Selected extract
- - - - - - -
SB 694 (Eggman) Medi-Cal: self-measured blood pressure device and services: It would make self-measured blood pressure (SMBP) devices and SMBP services covered benefits under the Medi-Cal program for the treatment of high blood pressure.

Significance: In California, almost 30 percent of adults have been diagnosed with HBP, disproportionately impacting communities of color, particularly African American and American Indian communities.  HBP also has a significant impact on maternal health, and HBP can be managed. Improving hypertension diagnosis, treatment, and control is critical for improving the cardiovascular health of all Americans and reducing major cost drivers in the healthcare system. A key component to achieve this is SMBP monitoring, an evidence-based strategy recommended in national guidelines to improve blood pressure (BP) control for individuals with hypertension.   SB 694 will ensure Californians with Medi-Cal coverage can access SMBP devices and correlated services, providing clarity to healthcare providers, guaranteeing coverage for patients, and saving state resources.

SB 873 (Bradford) Prescription drugs: cost sharing:  This bill, by January 1, 2025, would require an enrollee’s or insured’s defined cost sharing for each prescription drug to be calculated at the point of sale based on a price that is reduced by an amount equal to 90% of all rebates received, or to be received, in connection with the dispensing or administration of the drug.
- - - - - - -
Dataset excerpt
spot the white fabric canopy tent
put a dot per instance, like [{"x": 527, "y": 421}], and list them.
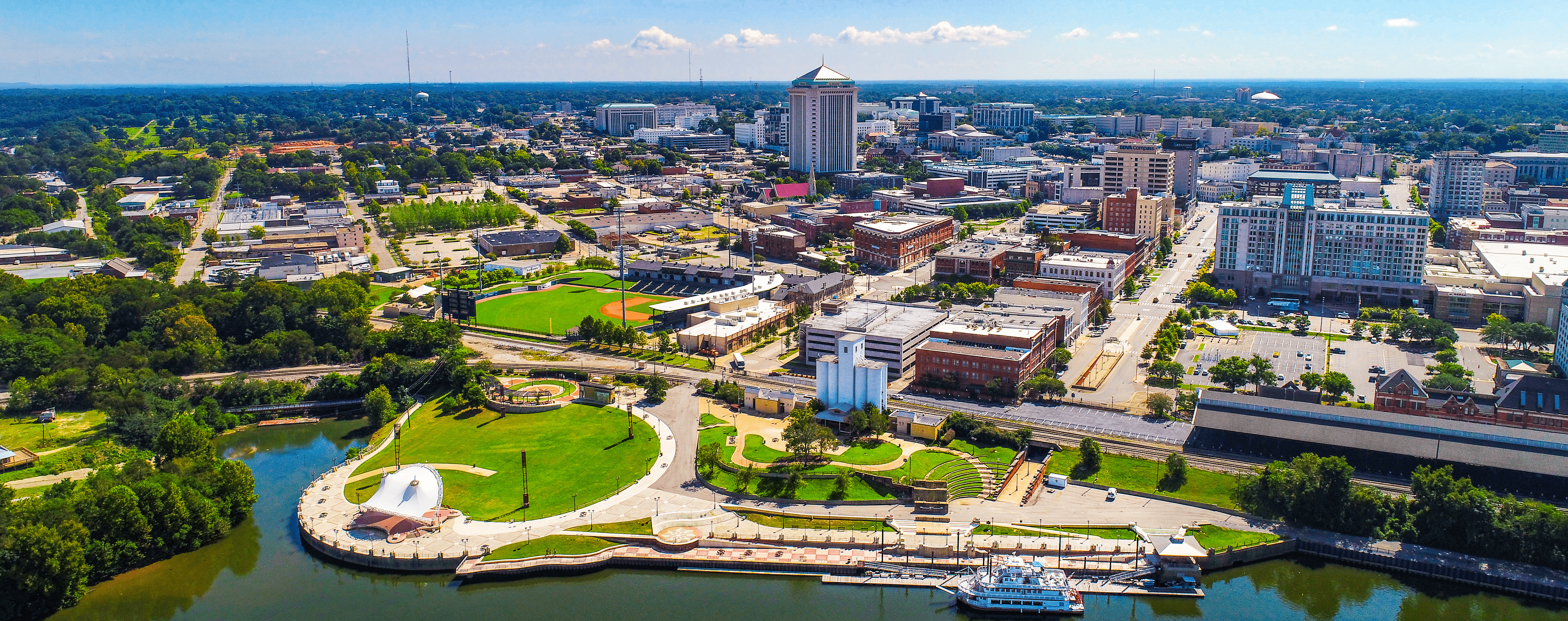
[{"x": 408, "y": 493}]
- - - - - - -
Assignment
In the bill summaries, what share of adults in California have been diagnosed with high blood pressure?

Answer to the exercise
Almost 30 percent.